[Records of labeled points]
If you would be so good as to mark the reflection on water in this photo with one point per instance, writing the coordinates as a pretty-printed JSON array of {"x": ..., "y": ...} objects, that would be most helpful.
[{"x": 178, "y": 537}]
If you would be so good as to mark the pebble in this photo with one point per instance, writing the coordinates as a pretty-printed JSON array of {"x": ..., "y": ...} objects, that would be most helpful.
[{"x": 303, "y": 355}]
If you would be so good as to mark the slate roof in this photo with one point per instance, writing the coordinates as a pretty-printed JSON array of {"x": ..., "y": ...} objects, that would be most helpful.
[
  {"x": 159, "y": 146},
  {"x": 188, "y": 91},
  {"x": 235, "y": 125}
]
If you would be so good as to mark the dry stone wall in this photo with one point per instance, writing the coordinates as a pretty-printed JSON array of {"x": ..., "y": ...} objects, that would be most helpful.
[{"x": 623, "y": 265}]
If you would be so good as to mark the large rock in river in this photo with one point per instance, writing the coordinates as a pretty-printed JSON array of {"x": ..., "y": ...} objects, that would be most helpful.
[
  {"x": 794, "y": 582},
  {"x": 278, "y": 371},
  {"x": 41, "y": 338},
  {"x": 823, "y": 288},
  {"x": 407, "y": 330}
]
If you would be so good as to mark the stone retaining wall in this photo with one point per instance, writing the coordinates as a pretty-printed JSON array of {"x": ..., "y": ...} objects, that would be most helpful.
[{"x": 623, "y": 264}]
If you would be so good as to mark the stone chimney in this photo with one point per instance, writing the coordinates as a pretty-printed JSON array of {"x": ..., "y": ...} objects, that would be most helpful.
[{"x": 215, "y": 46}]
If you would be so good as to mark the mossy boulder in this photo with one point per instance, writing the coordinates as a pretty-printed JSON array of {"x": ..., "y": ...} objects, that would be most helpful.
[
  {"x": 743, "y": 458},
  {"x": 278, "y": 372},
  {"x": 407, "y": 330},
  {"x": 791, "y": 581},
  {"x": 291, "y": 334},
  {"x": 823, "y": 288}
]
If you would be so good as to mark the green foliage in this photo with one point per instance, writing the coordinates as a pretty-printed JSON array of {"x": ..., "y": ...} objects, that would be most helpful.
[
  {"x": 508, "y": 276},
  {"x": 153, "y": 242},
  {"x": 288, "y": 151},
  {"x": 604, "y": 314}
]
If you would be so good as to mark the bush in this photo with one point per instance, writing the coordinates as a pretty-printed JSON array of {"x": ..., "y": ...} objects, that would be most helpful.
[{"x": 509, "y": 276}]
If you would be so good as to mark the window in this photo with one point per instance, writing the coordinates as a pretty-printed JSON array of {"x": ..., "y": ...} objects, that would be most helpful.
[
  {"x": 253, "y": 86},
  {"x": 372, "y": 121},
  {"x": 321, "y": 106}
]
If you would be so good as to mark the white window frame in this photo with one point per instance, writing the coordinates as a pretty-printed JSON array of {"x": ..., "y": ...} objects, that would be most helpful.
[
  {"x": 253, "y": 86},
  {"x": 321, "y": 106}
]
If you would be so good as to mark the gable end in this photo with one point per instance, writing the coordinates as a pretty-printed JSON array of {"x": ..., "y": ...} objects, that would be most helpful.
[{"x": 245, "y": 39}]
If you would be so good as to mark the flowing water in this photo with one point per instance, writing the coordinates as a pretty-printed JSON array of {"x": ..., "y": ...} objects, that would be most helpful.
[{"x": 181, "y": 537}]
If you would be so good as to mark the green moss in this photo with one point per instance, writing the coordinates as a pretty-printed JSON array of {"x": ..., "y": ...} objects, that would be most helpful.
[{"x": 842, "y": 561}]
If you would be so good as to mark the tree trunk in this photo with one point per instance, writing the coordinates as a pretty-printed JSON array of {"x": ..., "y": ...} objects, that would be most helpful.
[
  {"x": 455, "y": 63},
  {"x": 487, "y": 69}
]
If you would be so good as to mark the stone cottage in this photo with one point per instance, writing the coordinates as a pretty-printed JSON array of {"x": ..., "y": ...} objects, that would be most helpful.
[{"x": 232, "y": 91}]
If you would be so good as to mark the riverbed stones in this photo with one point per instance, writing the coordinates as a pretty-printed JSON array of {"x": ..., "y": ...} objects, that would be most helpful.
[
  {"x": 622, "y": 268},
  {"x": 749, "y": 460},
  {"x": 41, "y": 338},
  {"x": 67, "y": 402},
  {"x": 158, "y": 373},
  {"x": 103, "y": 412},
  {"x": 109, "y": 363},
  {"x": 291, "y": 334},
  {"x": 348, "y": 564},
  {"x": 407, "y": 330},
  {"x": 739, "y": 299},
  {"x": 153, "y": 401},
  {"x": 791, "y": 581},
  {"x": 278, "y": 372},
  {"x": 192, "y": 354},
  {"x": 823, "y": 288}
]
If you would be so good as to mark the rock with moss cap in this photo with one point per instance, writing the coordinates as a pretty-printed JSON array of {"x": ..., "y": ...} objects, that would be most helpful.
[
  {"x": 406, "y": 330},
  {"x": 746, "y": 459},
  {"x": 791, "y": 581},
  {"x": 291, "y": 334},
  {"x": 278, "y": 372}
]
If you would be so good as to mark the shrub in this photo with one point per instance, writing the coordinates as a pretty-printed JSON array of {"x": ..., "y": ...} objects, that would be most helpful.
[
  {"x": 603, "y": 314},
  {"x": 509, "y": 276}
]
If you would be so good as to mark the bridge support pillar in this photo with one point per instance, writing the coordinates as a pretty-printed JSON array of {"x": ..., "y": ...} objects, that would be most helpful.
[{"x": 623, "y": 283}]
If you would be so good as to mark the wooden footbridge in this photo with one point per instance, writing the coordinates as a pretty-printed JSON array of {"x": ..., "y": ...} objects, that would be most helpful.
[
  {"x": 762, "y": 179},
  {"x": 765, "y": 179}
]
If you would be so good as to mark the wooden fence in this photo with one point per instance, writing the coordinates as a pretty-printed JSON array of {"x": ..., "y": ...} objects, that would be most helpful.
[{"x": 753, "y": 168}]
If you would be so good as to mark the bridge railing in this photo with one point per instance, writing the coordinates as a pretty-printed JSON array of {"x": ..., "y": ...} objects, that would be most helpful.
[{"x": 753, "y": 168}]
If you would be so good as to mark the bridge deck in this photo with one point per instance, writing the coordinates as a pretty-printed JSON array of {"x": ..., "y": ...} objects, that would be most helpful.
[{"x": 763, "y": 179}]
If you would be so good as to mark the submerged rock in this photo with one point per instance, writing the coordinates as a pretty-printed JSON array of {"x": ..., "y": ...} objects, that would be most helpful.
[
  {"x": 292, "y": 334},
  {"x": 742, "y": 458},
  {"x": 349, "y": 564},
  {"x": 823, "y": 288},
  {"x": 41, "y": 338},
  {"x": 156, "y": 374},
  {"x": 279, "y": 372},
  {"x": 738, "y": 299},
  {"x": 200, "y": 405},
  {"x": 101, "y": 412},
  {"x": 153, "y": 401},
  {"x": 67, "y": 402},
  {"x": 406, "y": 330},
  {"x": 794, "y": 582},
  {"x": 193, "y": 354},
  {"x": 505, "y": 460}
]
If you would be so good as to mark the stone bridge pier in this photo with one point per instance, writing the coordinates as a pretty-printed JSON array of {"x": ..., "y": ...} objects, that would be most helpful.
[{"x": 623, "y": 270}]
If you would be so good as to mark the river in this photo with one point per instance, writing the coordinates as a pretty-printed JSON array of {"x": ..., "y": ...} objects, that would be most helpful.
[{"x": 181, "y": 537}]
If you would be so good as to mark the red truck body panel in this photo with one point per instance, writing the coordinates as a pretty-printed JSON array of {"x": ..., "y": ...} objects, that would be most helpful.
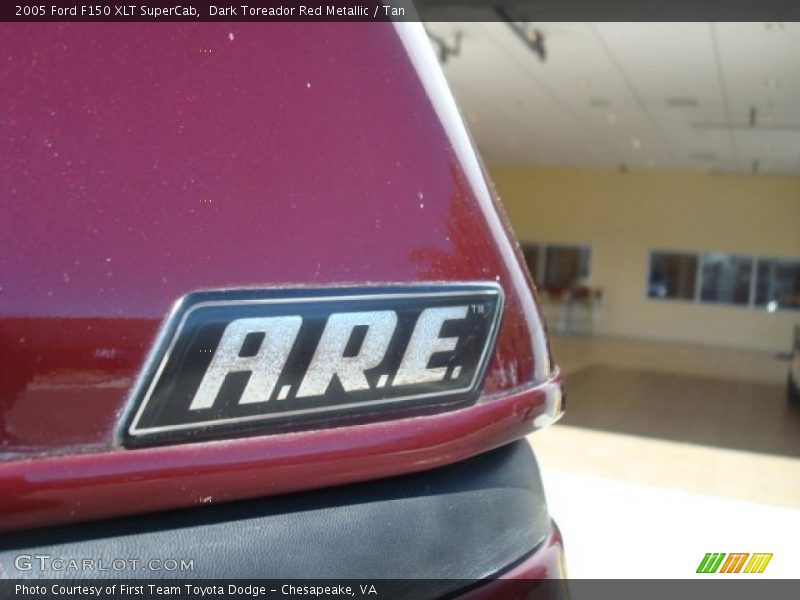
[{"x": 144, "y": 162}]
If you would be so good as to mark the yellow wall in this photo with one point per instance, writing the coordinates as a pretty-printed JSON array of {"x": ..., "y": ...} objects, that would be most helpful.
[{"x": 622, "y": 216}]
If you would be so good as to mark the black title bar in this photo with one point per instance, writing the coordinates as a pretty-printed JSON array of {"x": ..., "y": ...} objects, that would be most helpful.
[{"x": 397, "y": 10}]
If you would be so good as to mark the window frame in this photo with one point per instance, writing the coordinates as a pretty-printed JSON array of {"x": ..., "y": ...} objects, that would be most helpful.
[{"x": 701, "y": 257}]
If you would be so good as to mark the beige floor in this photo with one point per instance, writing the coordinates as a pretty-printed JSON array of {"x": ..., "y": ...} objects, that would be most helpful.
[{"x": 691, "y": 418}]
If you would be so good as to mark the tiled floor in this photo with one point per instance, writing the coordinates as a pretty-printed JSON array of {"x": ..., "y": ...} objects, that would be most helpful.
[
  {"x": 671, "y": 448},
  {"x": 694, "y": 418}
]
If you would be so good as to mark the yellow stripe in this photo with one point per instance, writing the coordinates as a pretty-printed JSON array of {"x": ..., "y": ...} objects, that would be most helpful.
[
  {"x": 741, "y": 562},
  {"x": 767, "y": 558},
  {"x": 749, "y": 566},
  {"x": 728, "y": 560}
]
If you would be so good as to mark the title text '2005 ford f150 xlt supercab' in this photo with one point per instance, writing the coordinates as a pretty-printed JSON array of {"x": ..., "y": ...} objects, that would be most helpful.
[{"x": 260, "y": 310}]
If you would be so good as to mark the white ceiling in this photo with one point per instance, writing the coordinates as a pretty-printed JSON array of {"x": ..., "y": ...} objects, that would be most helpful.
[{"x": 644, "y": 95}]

* * *

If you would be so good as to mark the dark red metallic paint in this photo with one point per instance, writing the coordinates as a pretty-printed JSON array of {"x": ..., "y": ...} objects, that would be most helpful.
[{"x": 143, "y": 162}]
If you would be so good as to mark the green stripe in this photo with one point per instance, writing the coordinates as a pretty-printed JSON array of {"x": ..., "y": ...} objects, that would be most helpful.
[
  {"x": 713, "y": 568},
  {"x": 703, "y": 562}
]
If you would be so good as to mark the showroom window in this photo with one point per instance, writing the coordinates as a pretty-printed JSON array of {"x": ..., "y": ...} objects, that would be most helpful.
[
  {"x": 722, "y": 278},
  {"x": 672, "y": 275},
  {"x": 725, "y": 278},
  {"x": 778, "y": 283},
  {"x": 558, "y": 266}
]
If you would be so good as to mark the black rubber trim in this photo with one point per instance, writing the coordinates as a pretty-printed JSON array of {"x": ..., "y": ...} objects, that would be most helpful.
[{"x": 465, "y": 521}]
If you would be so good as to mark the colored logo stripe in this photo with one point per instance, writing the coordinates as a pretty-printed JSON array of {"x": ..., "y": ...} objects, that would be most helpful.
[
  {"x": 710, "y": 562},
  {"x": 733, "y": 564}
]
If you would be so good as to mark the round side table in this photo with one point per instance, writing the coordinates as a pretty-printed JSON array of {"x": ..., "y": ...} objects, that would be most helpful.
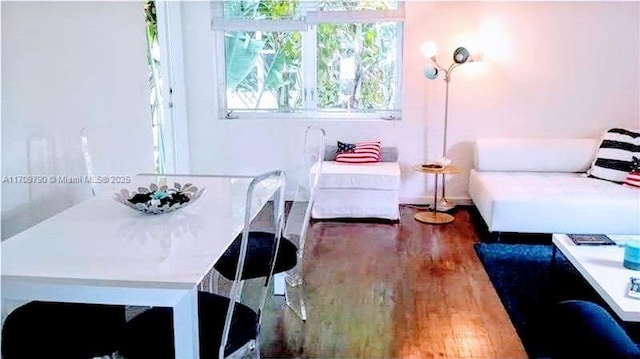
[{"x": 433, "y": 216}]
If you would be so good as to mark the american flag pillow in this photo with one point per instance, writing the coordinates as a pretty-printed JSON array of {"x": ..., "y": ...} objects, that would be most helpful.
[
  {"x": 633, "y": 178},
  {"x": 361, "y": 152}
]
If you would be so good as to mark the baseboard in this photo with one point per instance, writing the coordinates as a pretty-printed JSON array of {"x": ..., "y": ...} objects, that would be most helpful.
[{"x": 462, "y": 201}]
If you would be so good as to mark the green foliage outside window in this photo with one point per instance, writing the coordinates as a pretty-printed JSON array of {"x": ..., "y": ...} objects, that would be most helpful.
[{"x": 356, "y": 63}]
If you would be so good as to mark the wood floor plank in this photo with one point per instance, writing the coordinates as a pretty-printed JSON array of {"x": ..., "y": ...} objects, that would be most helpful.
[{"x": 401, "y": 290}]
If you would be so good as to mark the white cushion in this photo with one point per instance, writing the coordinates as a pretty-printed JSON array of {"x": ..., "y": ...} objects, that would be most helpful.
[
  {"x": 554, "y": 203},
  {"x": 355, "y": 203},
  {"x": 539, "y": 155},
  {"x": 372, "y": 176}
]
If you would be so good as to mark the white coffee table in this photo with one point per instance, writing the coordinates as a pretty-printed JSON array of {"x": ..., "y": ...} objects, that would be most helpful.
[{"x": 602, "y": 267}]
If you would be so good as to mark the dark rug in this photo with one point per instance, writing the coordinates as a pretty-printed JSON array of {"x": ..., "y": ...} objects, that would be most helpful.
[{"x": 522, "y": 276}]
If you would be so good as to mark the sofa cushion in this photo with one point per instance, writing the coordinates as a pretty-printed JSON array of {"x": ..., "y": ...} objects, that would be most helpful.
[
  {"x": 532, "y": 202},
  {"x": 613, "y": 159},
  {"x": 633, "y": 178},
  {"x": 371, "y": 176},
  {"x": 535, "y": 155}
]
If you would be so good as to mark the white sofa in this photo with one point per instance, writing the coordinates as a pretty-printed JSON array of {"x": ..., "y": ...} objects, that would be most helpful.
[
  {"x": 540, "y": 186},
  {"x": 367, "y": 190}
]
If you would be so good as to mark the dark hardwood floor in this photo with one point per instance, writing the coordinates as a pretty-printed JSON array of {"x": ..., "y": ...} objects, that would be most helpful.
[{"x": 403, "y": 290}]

To be done >>
Which lines in the items above contain the word "black"? Pull out each of those lines in full.

The answer >>
If you would be so good as to mark the black title bar in this photo with one point per instance, writing the coordinates as a pretty-printed JSON array of {"x": ..., "y": ...} objects, that would be most helpful.
If you would be so good as to mark the black rubber trim in this photo with one point per instance, writing the coordinates as a pretty-printed JSON array of {"x": ..., "y": ...} objects, that would be most helpful.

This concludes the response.